Excerpt from a dataset:
# # # #
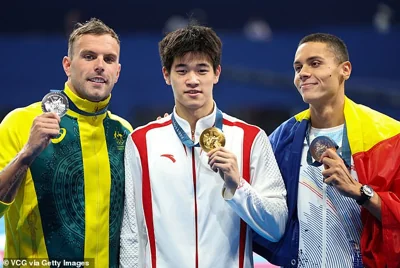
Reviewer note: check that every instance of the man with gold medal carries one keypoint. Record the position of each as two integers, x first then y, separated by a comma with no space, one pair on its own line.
178,210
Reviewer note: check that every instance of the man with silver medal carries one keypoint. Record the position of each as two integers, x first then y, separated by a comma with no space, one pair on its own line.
61,161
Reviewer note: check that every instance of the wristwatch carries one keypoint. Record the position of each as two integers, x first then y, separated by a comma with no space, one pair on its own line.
366,193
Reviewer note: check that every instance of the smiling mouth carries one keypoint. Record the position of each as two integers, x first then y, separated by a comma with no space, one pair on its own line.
97,80
308,85
192,92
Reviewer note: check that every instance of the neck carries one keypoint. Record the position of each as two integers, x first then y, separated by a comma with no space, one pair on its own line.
327,115
192,116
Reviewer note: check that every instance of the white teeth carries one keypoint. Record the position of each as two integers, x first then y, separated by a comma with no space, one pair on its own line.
97,80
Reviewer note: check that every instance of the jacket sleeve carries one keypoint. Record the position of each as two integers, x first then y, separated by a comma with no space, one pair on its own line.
131,248
262,202
12,140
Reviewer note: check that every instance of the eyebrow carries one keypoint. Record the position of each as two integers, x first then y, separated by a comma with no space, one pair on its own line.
92,52
197,65
309,59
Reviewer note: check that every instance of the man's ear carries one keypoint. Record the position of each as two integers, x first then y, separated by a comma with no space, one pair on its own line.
217,74
346,70
166,76
67,65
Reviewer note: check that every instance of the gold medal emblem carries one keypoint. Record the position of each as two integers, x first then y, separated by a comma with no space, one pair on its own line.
212,138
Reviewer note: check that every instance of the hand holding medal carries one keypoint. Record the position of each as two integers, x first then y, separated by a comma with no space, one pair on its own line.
55,102
212,138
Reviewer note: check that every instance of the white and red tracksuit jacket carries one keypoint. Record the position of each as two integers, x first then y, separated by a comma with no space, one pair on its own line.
176,214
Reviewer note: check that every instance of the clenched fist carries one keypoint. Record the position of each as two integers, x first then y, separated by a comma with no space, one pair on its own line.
44,127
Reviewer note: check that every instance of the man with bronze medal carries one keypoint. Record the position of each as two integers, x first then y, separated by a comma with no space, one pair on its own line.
61,185
198,181
339,161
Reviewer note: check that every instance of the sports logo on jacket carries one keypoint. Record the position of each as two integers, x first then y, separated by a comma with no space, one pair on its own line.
120,139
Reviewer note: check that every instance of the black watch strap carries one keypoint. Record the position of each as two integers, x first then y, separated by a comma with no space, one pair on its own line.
364,197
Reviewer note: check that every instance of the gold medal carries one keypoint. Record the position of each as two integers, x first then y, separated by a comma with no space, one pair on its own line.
211,138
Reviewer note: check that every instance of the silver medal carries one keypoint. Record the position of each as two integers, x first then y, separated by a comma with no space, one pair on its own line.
55,102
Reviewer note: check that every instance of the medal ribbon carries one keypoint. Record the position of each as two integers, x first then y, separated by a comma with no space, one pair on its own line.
184,137
74,108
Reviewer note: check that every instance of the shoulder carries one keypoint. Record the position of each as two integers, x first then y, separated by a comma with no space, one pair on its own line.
121,120
141,131
235,122
23,115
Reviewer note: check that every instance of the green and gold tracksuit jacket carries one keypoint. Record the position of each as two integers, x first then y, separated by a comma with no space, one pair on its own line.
70,204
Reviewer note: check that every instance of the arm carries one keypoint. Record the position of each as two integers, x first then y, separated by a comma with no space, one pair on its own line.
130,250
261,204
338,176
44,127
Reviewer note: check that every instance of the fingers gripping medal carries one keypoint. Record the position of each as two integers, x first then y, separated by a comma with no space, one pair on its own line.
55,102
319,145
211,138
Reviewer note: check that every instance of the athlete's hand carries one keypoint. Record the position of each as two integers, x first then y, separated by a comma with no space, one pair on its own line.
337,175
220,159
165,115
44,127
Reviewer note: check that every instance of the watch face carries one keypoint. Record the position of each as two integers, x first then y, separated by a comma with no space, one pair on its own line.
368,190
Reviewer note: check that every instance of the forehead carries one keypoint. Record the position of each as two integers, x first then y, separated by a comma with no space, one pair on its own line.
193,59
313,49
104,44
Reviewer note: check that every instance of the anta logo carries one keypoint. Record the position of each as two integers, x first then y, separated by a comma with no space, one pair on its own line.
169,156
60,136
120,139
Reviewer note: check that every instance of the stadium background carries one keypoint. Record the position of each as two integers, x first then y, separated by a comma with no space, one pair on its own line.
259,37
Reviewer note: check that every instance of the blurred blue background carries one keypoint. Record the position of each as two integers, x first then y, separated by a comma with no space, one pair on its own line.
259,42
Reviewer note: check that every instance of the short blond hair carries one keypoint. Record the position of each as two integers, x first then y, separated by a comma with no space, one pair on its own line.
93,26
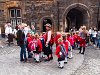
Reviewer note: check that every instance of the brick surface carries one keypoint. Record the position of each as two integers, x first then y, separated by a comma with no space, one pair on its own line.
10,64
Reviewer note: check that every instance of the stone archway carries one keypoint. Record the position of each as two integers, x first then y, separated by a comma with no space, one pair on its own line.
46,20
76,15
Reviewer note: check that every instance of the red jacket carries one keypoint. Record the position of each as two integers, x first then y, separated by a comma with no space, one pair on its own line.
39,45
56,38
66,45
58,49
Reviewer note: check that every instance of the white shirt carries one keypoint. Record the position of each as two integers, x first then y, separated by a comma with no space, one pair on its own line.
48,37
8,30
94,33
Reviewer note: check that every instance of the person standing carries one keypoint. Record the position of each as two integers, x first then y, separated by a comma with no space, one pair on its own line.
8,32
22,43
48,46
82,39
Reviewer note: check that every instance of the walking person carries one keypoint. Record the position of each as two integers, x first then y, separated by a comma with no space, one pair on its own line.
82,39
8,32
61,53
48,45
98,40
22,43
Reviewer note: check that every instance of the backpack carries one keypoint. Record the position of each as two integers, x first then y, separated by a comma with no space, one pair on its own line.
63,52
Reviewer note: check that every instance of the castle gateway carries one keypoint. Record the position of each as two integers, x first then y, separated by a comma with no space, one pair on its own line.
61,14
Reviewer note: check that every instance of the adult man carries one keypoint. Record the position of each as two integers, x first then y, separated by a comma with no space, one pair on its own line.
48,45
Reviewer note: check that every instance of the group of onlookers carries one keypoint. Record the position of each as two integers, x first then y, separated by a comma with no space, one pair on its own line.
40,45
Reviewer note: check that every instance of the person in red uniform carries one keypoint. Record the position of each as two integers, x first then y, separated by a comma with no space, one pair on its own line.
66,43
61,53
29,39
48,45
82,39
58,35
38,47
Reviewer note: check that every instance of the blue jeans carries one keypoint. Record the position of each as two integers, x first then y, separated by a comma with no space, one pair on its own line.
23,52
98,43
94,40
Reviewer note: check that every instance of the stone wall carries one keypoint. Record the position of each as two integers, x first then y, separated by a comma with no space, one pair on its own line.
37,10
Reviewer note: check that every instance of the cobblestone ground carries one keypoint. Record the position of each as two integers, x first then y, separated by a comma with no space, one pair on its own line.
91,64
10,64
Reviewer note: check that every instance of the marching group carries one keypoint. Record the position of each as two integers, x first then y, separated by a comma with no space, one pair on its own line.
39,45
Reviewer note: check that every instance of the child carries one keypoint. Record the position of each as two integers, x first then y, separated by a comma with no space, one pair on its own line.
71,40
29,39
66,43
38,47
61,53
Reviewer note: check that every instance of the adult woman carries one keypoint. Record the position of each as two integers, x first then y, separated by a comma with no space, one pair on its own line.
48,46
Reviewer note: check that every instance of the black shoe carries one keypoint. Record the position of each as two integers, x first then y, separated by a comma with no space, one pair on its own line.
51,58
25,60
82,53
65,62
22,60
47,60
37,61
61,67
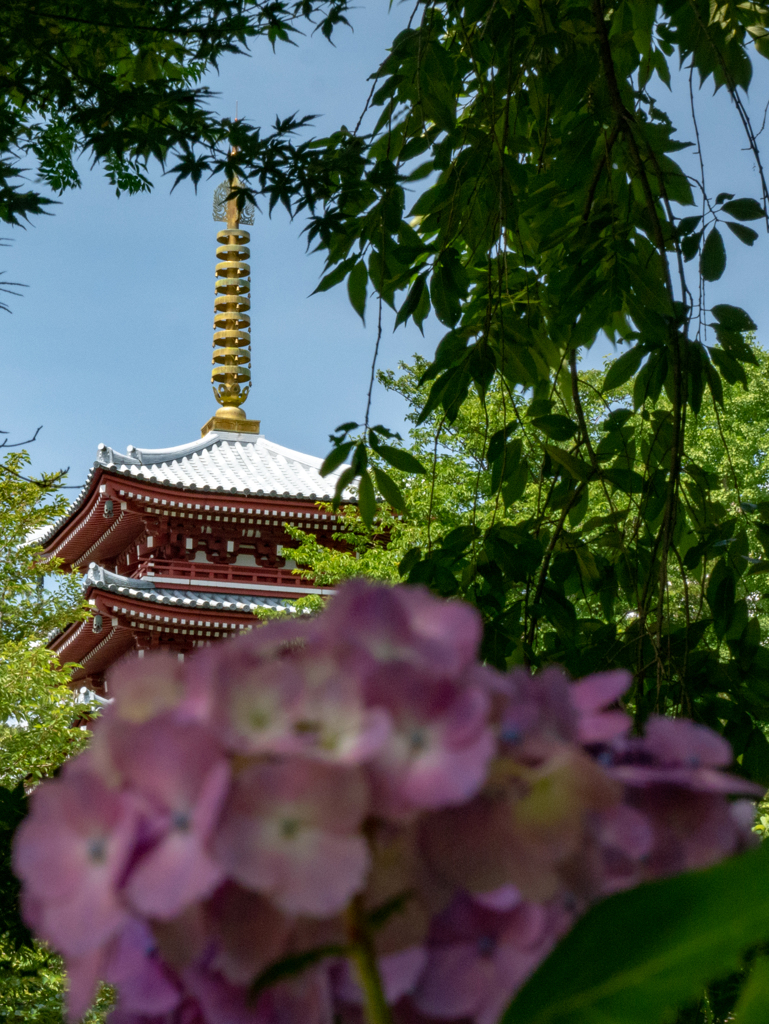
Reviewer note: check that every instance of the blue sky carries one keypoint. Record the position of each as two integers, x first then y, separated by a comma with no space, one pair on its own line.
112,339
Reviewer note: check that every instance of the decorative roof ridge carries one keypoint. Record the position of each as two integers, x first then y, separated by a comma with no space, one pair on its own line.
101,579
141,463
97,576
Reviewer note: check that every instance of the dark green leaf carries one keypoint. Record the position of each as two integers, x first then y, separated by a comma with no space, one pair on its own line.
713,259
641,954
753,1005
413,299
389,489
756,758
690,246
398,458
560,428
745,235
623,369
289,967
356,283
743,209
367,500
732,317
335,458
574,467
625,479
334,276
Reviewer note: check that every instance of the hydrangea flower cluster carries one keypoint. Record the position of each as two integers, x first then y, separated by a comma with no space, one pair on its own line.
294,823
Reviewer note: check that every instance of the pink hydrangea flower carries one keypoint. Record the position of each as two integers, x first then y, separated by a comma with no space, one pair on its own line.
477,958
254,806
180,771
440,747
291,832
72,853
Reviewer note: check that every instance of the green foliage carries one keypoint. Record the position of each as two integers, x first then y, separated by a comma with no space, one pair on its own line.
32,985
121,83
41,719
639,955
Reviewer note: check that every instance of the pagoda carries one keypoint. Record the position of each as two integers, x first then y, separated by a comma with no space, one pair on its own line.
182,546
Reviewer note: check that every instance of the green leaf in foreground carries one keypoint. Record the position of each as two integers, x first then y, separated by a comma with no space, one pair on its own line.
641,954
367,499
753,1007
713,260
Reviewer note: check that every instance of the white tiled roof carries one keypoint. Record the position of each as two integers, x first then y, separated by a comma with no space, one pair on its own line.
143,590
227,462
224,463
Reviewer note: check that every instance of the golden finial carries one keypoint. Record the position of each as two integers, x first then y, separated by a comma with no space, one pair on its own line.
230,376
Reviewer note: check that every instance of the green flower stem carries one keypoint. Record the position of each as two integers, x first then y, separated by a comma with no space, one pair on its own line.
362,955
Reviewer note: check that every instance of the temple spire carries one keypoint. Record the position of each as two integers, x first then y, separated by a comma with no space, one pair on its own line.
230,375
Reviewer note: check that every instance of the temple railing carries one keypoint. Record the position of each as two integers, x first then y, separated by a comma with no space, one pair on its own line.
177,568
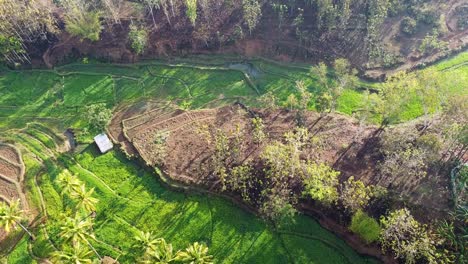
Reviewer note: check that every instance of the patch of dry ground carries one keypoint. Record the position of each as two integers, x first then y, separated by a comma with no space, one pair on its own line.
11,178
338,141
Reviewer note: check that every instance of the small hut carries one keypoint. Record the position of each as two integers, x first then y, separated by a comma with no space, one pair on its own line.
103,142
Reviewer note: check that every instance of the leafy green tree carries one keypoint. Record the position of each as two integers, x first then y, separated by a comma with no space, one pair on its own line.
258,131
305,95
408,25
355,195
191,10
11,215
196,253
365,226
405,160
394,93
76,230
269,101
241,179
292,102
345,78
22,23
407,238
252,13
278,204
324,103
138,37
320,182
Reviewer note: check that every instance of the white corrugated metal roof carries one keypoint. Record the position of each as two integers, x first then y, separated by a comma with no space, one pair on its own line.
103,142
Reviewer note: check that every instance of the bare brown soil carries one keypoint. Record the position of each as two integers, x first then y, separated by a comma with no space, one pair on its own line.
128,114
9,170
11,178
338,141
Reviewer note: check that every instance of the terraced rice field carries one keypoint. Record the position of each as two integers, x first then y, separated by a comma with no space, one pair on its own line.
37,106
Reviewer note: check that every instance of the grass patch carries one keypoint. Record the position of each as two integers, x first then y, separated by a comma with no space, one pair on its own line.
365,226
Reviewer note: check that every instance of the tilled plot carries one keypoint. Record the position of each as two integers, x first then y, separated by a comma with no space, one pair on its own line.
144,139
190,145
133,115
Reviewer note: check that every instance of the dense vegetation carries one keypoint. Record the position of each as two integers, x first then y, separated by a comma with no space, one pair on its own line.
85,206
58,96
208,23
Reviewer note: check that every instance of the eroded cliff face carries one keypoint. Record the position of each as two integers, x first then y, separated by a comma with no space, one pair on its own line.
407,36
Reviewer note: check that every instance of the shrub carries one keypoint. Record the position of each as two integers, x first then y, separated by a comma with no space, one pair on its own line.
138,38
408,25
365,226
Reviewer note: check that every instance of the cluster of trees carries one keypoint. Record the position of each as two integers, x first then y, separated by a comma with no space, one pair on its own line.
21,23
24,22
75,238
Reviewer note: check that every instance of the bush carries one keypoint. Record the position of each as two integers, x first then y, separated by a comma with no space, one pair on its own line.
365,226
408,26
138,38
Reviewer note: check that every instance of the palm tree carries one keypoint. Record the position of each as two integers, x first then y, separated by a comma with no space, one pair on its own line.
78,254
78,231
146,241
195,254
84,199
164,253
68,182
11,215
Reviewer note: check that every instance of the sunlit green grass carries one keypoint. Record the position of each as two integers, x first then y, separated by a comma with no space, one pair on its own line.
131,198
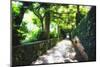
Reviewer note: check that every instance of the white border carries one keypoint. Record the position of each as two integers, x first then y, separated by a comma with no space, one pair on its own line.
5,33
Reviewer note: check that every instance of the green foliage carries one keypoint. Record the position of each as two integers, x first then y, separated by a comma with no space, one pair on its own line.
32,28
16,7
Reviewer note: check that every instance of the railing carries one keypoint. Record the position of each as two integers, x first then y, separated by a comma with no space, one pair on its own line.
25,54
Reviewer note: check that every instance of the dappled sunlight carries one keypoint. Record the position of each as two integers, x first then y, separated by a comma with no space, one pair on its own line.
61,53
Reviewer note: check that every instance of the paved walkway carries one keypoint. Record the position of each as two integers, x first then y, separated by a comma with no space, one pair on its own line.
61,53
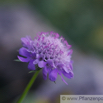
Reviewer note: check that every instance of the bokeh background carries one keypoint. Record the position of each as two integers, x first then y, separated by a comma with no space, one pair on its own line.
79,21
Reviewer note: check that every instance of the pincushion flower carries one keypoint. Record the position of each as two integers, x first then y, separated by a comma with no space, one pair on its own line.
50,52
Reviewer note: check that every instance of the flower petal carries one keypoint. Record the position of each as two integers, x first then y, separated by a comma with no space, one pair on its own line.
53,75
44,74
23,59
35,61
68,75
23,51
41,64
63,78
31,66
66,69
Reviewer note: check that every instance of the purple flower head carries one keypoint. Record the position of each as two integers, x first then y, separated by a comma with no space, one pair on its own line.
49,52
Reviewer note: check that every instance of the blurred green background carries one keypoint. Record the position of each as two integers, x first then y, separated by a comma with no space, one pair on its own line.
80,21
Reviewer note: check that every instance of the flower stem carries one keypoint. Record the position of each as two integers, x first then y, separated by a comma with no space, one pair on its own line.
28,87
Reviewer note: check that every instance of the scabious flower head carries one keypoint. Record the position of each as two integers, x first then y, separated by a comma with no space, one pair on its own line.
50,52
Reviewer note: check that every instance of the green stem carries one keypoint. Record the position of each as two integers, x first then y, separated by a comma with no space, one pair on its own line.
28,86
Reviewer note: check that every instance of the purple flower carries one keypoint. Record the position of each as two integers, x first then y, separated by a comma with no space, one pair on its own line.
49,52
# # # #
Written exercise:
Retype exactly, please, each line from the line that contains "purple flower head" through the last line of the entries above, with nothing added.

Solution to the exercise:
Reviewer note: check that every instance of the purple flower head carries one keypoint. Record the position of each as two integers, x first then y, separated by a comma with no space, one pair on its own line.
49,52
Reviewer note: check that every instance of the blurred green background carries one keypoint. Record the position of each as two integers, x first then y, separated by a comma with no space, one pair on its own line.
80,21
Reviewer note: check that every instance of the flower stem carries one keypoint. Record the position of each as two integers, x first then y, separated by a comma with no space, one pair on its own line.
28,87
Reviewer note: check that every instance of the scabious flower head carries one keypoint. Record the position of each as two integers, x first then y, separated by a comma with no space, one pair on its own line.
50,52
Reviewer note: check that every instance of the green stem carries one keypoint. Record the position of each as two integers, x first then y, separated by a comma with no space, one pair on its own line.
28,86
Reviewer note: check that every instance of the purple flower carries one keypoint. Record the position of each as two integers, x first then y, separated by a comma with no space, one pair on its own line.
49,52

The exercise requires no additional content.